## Start Given text

Justin Smith (born February 4, 2003) is a soccer player who plays as a defensive midfielder for Ligue 2 club US Quevilly-Rouen Métropole, on loan from Nice. Born in France, he has represented Canada at youth international level.

Early life
Born in France to Canadian parents, Smith began playing soccer at age seven with Voisins FC. After his U14 season, he departed Voisins and joined the Paris Saint-Germain Academy, where he played until the U17 level. In 2019, he joined the Nice youth system. At the Tournoi National U17 de QRM, he helped Nice finish fourth, being named the second best player of the tournament.

Club career
In June 2021, he signed his first professional contract with Nice. After featuring extensively in their preseason, during the 2021–22 season, he played with Nice II in the fifth-tier Championnat National 3. On August 14, he was called up to the first team for the first time, for a match against Lille, where he was an unused substitute. That season, he featured as a unused substitute for the first team in ten Ligue 1 matches and one Coupe de France match, but did not make an appearance.

## End Given text
## Start Dataset excerpts

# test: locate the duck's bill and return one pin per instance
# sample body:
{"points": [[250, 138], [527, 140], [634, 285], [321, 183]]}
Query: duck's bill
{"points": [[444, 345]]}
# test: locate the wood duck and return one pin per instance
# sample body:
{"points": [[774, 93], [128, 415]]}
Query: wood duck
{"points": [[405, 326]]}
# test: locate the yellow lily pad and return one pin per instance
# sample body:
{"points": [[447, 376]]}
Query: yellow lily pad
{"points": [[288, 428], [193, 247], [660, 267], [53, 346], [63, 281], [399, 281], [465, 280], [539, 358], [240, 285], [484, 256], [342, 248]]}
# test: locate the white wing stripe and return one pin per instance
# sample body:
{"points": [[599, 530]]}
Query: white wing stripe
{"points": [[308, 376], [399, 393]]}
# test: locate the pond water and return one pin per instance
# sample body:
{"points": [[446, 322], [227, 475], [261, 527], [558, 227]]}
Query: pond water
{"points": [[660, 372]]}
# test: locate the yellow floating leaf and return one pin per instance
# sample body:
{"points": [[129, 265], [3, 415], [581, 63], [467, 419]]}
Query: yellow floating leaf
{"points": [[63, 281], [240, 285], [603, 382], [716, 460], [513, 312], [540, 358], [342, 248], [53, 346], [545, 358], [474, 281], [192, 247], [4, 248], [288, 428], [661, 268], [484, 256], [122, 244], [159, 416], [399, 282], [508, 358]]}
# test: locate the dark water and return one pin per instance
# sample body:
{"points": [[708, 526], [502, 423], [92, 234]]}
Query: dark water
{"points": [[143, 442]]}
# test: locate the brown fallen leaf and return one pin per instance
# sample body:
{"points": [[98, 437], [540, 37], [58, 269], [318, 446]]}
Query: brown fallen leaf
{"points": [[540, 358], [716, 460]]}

## End Dataset excerpts

» **Work instructions**
Write the next part of the biography of soccer player Justin Smith, starting right after its final sentence. The lines above were taken from a separate source.

» **Reply**
On July 1, 2022, he joined Ligue 2 side Quevilly-Rouen on loan for the season. He debuted for the second team in the Championnat National 3, scoring a goal in the team's first game of the season on August 28 against SU Dives-Cabourg. Smith made his first league appearance for the first team against Guingamp on February 3, 2023.

International career
In April 2022, Smith accepted a call-up to a Canada U20 camp ahead of two friendlies against Costa Rica. In June 2022, he was named to the  roster for the 2022 CONCACAF U-20 Championship. Smith served as team captain during the tournament, appearing in all four of the team's matches.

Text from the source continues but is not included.